* EXERCISE DIRECTIONS *
The records below are to be set down word for word, with every picture left out.

* DATA EXCERPTS *
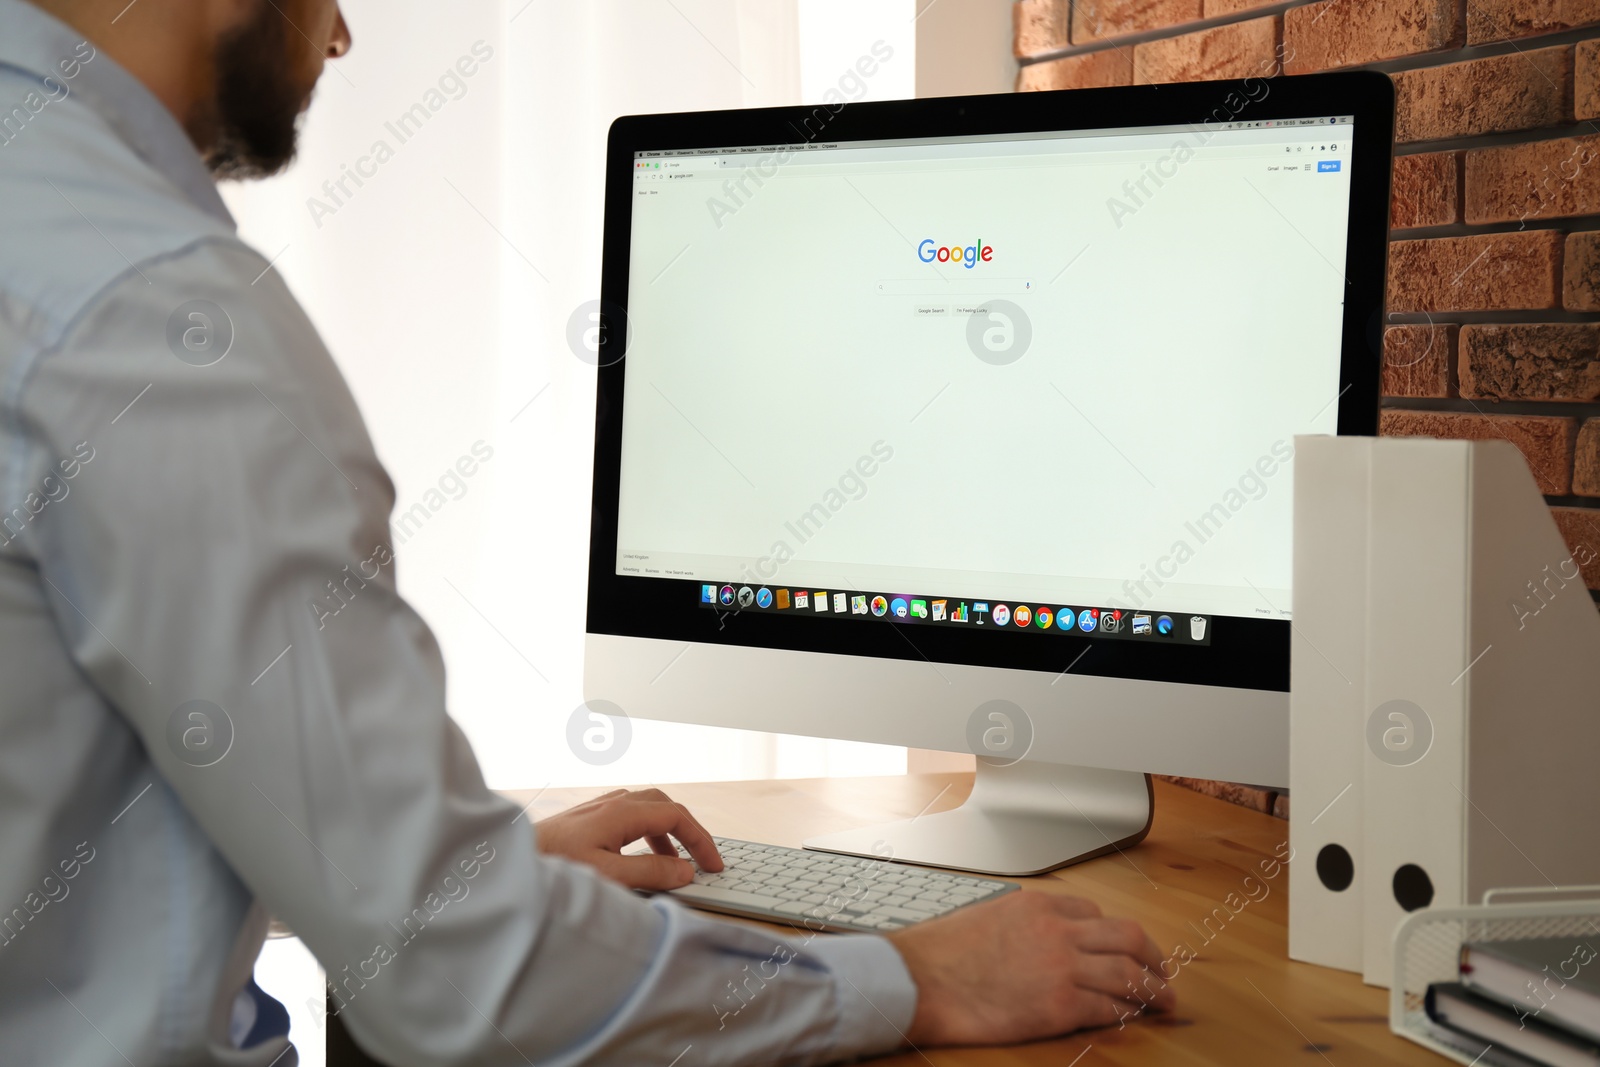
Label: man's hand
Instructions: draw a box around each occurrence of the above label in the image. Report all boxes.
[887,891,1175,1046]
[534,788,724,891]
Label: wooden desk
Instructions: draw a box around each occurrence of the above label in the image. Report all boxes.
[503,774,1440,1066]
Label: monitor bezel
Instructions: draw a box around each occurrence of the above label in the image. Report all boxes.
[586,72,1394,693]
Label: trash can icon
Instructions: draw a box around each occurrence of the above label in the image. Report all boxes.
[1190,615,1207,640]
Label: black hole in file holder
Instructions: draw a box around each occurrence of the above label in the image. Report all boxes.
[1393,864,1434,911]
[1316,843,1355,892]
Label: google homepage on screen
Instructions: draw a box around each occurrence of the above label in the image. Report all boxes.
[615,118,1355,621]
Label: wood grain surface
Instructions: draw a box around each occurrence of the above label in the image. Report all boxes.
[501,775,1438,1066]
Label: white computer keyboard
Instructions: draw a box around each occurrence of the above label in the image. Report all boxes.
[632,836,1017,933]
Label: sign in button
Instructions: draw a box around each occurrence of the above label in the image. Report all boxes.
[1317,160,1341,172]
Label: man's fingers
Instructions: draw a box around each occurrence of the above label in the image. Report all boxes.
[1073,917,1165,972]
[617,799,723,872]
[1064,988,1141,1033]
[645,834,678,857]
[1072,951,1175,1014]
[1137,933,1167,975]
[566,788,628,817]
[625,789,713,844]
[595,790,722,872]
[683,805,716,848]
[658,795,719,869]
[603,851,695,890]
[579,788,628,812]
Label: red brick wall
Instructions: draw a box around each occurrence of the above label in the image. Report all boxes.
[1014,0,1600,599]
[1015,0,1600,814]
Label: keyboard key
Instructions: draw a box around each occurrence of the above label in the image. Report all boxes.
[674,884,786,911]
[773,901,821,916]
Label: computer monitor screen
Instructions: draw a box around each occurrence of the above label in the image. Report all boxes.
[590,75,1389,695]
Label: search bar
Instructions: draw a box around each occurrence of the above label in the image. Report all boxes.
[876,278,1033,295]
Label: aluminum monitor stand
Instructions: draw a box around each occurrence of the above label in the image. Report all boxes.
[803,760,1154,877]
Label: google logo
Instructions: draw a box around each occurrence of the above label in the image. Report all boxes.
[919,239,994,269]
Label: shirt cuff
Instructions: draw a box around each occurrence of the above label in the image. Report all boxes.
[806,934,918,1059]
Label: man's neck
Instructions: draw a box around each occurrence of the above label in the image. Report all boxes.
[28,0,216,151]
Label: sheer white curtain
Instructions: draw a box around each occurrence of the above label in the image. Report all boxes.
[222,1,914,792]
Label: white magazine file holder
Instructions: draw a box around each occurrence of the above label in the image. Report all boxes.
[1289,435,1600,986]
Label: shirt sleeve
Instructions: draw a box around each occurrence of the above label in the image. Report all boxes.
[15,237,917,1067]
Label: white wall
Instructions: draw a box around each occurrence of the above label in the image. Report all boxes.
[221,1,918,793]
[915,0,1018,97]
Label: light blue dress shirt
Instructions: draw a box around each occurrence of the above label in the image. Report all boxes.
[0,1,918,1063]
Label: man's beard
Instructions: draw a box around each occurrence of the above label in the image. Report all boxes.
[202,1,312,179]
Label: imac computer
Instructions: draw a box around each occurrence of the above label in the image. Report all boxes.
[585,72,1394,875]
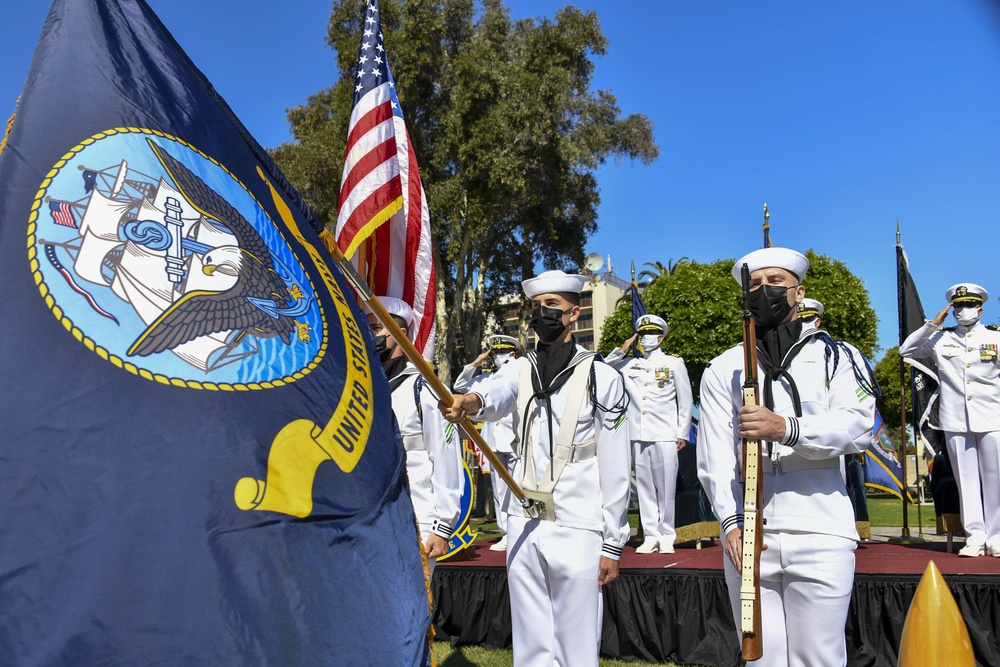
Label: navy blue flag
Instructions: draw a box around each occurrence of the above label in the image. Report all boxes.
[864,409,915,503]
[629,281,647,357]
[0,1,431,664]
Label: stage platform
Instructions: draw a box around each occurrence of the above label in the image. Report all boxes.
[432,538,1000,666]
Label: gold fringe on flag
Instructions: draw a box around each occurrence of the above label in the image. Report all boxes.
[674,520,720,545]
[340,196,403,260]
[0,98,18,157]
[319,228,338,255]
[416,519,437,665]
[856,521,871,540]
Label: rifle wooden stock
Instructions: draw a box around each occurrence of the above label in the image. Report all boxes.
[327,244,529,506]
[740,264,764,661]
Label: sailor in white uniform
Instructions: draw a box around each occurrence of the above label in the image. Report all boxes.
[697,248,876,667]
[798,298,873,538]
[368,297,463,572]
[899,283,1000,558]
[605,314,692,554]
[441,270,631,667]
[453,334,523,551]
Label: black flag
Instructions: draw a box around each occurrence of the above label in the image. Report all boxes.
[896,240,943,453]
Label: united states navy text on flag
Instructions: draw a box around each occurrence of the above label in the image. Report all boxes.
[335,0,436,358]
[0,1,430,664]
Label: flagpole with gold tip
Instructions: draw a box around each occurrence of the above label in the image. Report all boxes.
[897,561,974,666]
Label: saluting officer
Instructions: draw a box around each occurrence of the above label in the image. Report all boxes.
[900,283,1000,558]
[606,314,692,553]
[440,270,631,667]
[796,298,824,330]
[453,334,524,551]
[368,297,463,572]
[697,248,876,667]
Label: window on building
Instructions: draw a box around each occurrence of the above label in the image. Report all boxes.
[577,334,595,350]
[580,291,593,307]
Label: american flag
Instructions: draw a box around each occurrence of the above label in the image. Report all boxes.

* RESULT OF THIS TASK *
Label: man's hand
Instructions: draw a box around each occurrence of the above label in the image. Report all boxes.
[887,891,1175,1046]
[534,788,724,891]
Label: wooden desk
Instructions: draw a box around each occurrence of the above label in the image. Report all boxes.
[503,774,1440,1066]
Label: monitor bezel
Instructions: draw a box around each occurrence of the above label in the image. Report all boxes.
[586,72,1394,693]
Label: trash can icon
Instructions: draw a box around each occurrence of the above label in the image. Report all boxes.
[1190,615,1207,640]
Label: black hole in file holder
Instructions: draw a box around each occurrence of the above label in the image. Report all boxes.
[1393,864,1434,911]
[1316,843,1355,892]
Label: google homepage on screen
Instructions: draw a box around each occurrence of the above label in the image. Report all boxes.
[615,118,1355,621]
Label: wood grain surface
Instructions: draw a box around each occurrence of the above label in the image. Report all boxes.
[501,775,1438,1066]
Label: white computer keyboard
Instructions: draw a box around each occurrence of the above label in the image. Report all boxes.
[632,836,1017,933]
Label: sign in button
Instructions: draw a box around each occurrence of the above label in the image. Report all boxes.
[1317,160,1341,172]
Label: man's fingers
Instructions: draw a box around each occurrence of the above label in the image. Report all boxes.
[1073,917,1165,972]
[617,799,723,872]
[1064,988,1141,1033]
[645,834,678,857]
[1072,951,1175,1014]
[1137,933,1167,975]
[566,788,628,817]
[625,789,713,844]
[595,790,722,872]
[683,805,716,848]
[658,795,719,869]
[603,851,695,890]
[579,788,628,812]
Label: red brick wall
Instructions: draw a box around each occurrence of the above label in the image. Report all boxes.
[1014,0,1600,599]
[1015,0,1600,814]
Label: keyboard key
Instructions: draw a box around each occurrence of the above label in the image. Report all boxes.
[674,884,786,911]
[773,901,821,916]
Label: computer monitor screen
Instructions: draw a box around each occurrence of the above label in the image. Report all boxes.
[590,75,1389,695]
Label: search bar
Instructions: draw a box around each occurrence of the above label in the image. Report all boxes.
[876,278,1033,295]
Label: aluminum monitor stand
Instructions: draw a box around each occurrence of the above label in the image. Report all boxes.
[803,760,1154,877]
Label: google logo
Instructions: draw a box around each occurrence of the above label in the image. Report all boxes.
[919,239,994,269]
Label: shirt cuff
Instructions: draw a box around each occurrence of the above label in the image. Report all boxes.
[806,934,918,1059]
Label: man's neck
Instructions: draw a box around each occurrence of the above label in the image. Report all boxes.
[28,0,216,151]
Label: sheer white curtain
Instructions: draw a box around each occurrence of the above label in the image. Report all boxes.
[222,1,914,792]
Label: white magazine file holder
Instructions: draw a box around each occurrence of the above label in the image. Report all boxes.
[1289,435,1600,986]
Label: shirt sleeve
Instructions: draw a box around each occurrence of the above label in the image. Report all boxes.
[15,237,917,1067]
Label: white wall
Instructions: draw a box around each occurrence of the above label in the image. Report all boxes.
[221,1,918,793]
[915,0,1018,97]
Label: light blue dress shirt
Instructions: draw a box around each occurrence of the above label in the image. Report all boxes.
[0,1,918,1063]
Label: man's beard
Instructions: draw a box around each occurrence of the above label in the image. Report all boxes.
[202,1,312,179]
Label: imac computer
Instructions: draw a box around each occurrence of the above label in the image. Report all boxes.
[585,72,1394,875]
Label: navy blue flag
Instructions: draw a box around each occurrence of the above label in the image. Report all boxes.
[864,409,915,503]
[629,281,647,357]
[0,1,431,664]
Label: stage platform
Instructions: draw a box around each occurrence of the above label in the image. Report all boxes.
[432,538,1000,666]
Label: gold fringe on flag
Instructions: draw a box around each occurrence of the above label in the image. Report all boxes.
[674,520,720,545]
[340,196,403,260]
[0,98,18,157]
[319,228,338,255]
[416,519,437,665]
[856,521,871,540]
Label: rifle wooden stock
Instructions: draw a box around each occurrence of the above label in the image. Report all boxes.
[327,244,529,506]
[740,264,764,661]
Label: sailor in white uniform
Instructions: draw a box around each occurrence of the above label in the image. Report all boxes.
[697,248,876,667]
[798,298,873,538]
[368,297,463,572]
[899,283,1000,558]
[605,314,692,554]
[441,270,631,667]
[453,334,523,551]
Label: black flag
Instructions: draw a box around each occurrence of the above label in the image. Report all boxes.
[896,240,943,453]
Label: united states navy text on flag
Instructions: draw a box around each occurrence of the above label in the image. Report all boxes.
[335,0,436,358]
[0,1,430,664]
Label: flagpole with gold tip
Instructions: draw a box around each occurrence of the above label in the image. Report all boxes.
[897,561,974,666]
Label: saluting officer
Instructions: draw a box around each occurrence of the above label in the image. Report all boxes.
[900,283,1000,558]
[606,314,692,553]
[440,270,631,667]
[796,298,824,330]
[453,334,524,551]
[368,297,463,572]
[697,248,876,667]
Label: window on building
Instructions: draw a box around each occurrence of the above label in the image. Report all boxes.
[577,334,595,350]
[580,291,593,307]
Label: american flag
Instructions: draw a box around each occurrence of the above label in the image. Report all boxes.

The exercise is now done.